TASK DESCRIPTION -
Will you write out the data exactly, excluding every picture?

================

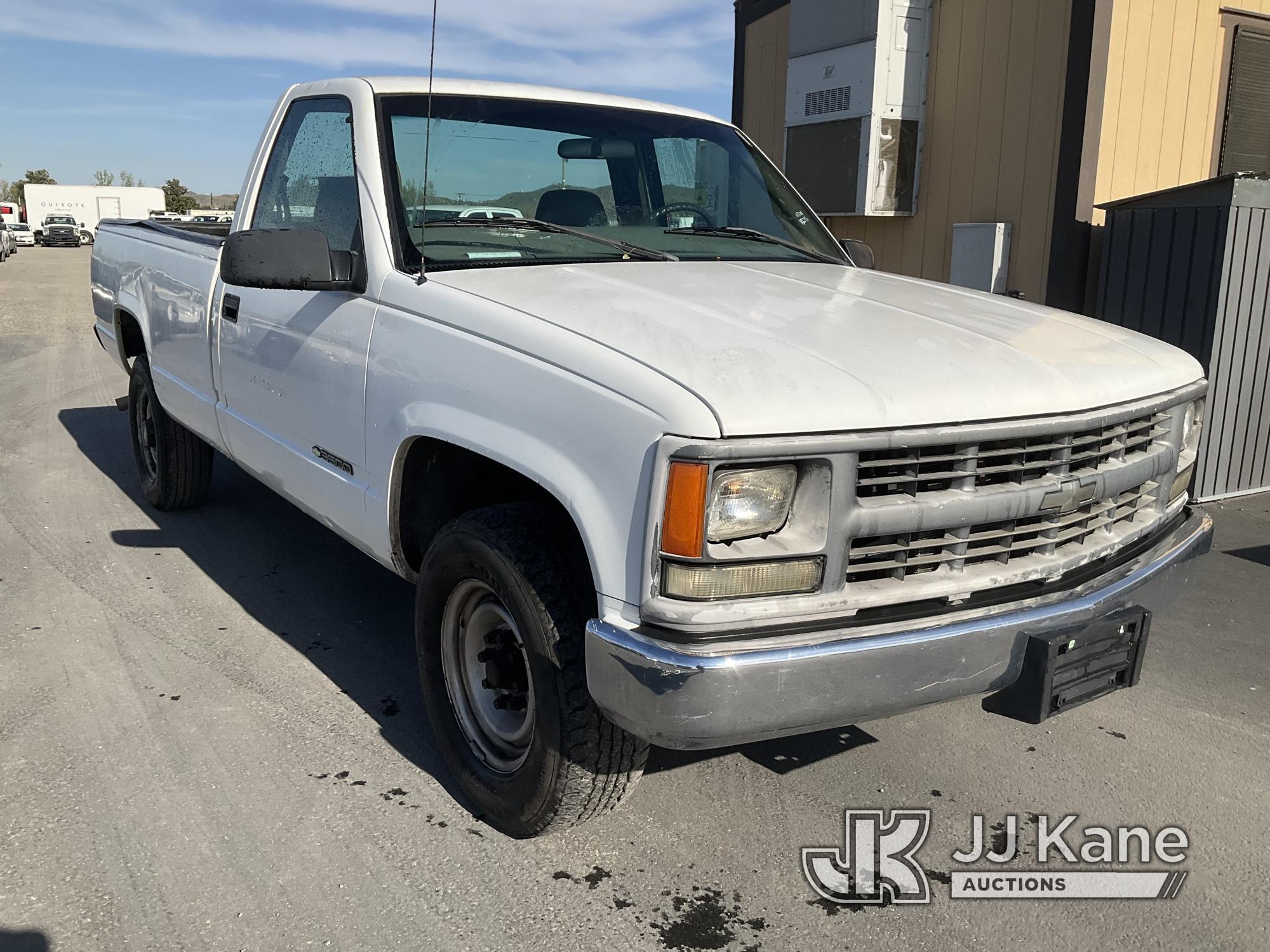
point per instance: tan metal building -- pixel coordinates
(1032, 114)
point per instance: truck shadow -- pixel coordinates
(347, 615)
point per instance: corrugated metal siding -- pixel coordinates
(1165, 63)
(994, 109)
(1235, 453)
(768, 53)
(1193, 268)
(1247, 135)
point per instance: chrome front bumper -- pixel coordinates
(716, 695)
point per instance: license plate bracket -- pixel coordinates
(1071, 667)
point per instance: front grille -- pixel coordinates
(1015, 461)
(1009, 543)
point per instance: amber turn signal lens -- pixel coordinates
(685, 515)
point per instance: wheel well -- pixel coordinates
(131, 341)
(441, 482)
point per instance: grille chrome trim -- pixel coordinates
(1006, 541)
(885, 474)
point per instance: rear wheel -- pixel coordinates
(504, 602)
(175, 465)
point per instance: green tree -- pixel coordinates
(178, 197)
(17, 191)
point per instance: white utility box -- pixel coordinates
(981, 256)
(855, 103)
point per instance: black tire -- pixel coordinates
(578, 765)
(175, 466)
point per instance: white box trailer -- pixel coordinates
(88, 205)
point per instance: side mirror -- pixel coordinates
(859, 253)
(285, 260)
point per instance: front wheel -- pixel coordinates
(504, 601)
(175, 465)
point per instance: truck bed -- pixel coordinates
(218, 232)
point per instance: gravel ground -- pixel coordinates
(213, 738)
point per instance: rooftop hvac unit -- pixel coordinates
(855, 103)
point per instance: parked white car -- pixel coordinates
(22, 234)
(665, 466)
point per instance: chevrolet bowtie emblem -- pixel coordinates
(1067, 498)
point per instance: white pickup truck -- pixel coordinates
(666, 465)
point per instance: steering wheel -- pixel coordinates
(660, 215)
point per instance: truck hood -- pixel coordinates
(782, 348)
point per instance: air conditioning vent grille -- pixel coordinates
(829, 101)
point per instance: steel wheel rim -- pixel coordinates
(488, 676)
(147, 441)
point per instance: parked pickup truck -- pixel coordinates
(666, 466)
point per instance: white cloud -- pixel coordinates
(657, 45)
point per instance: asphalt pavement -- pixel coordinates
(213, 738)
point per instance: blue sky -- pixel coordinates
(182, 88)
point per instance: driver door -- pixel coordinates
(293, 364)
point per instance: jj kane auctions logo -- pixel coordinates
(878, 863)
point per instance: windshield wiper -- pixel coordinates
(631, 251)
(752, 235)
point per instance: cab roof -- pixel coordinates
(418, 86)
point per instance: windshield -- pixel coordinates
(622, 175)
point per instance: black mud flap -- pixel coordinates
(1067, 668)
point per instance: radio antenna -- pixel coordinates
(427, 144)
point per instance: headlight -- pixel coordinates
(746, 503)
(1192, 422)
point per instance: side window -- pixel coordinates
(311, 181)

================

EXERCISE SOLUTION -
point per instance: tan metal building -- pixel coordinates
(1032, 114)
point per instance: truck shadow -- pixel coordinates
(347, 615)
point per instance: corrugated metal siding -- pixel coordinates
(1165, 63)
(994, 109)
(1235, 453)
(768, 53)
(1193, 268)
(1247, 135)
point per instance: chrome front bumper -- pixel coordinates
(716, 695)
point per instance: license plate bracket -- pixel coordinates
(1071, 667)
point per instance: front grille -- pixel coordinates
(1015, 461)
(1009, 543)
point per instance: amber turn signal lens -- pixel coordinates
(685, 515)
point per instance: wheel well -- pixel coordinates
(131, 341)
(441, 482)
point per instance: grille chrome trim -- pixel coordinates
(1006, 541)
(885, 474)
point per instance: rear wheel -- pixel coordinates
(504, 602)
(175, 465)
point per instance: green tree -- pixel coordinates
(178, 197)
(17, 191)
point per instance: white utility box -- pixel coordinates
(981, 256)
(855, 103)
point per instance: black tire -- pixel coordinates
(578, 765)
(175, 466)
point per instance: white box trailer -- pixel coordinates
(88, 205)
point per instance: side mirror -- pixel coordinates
(859, 253)
(285, 260)
point per instance: front wheel -- pixel coordinates
(504, 601)
(175, 465)
point per instance: truck bed -- pixel coordinates
(218, 232)
point per instance: gravel ground -- pixel coordinates
(213, 738)
point per instance: rooftop hvac unit -- pixel coordinates
(855, 103)
point per instance: parked white car -- pixel coordinates
(22, 234)
(665, 466)
point per instance: chevrolet bowtie emblem -- pixel coordinates
(1067, 498)
point per instance: white pickup truck -- pixel coordinates
(666, 465)
point per instance: steering wheel -- pixel coordinates
(660, 215)
point per instance: truck hood -- pixel coordinates
(782, 348)
point per instance: air conditioning vent grille -- pixel coordinates
(829, 101)
point per instance: steel wheel rim -- pixel coordinates
(488, 676)
(147, 441)
point per instance: parked pickup truck -- pixel coordinates
(666, 466)
point per instance: white cloud -- pixel coordinates
(657, 45)
point per instance: asphalt pavement -- pixel coordinates
(213, 738)
point per instance: blue sky -- pixel coordinates
(182, 88)
point per instance: driver door -- pixel coordinates
(293, 364)
point per instance: jj kane auctions logo -- pixel coordinates
(878, 863)
point per instance: windshield wiper -- pixel coordinates
(631, 251)
(752, 235)
point per instance: cab roof -- pixel coordinates
(418, 86)
point per instance: windshield -- pixel coordinates
(622, 175)
point per instance: black mud flap -- pixel coordinates
(1067, 668)
point per instance: radio antenna -- pixel coordinates
(427, 144)
point per instance: headlight -- pixel coordinates
(746, 503)
(1192, 422)
point per instance: side window -- pixel coordinates
(311, 181)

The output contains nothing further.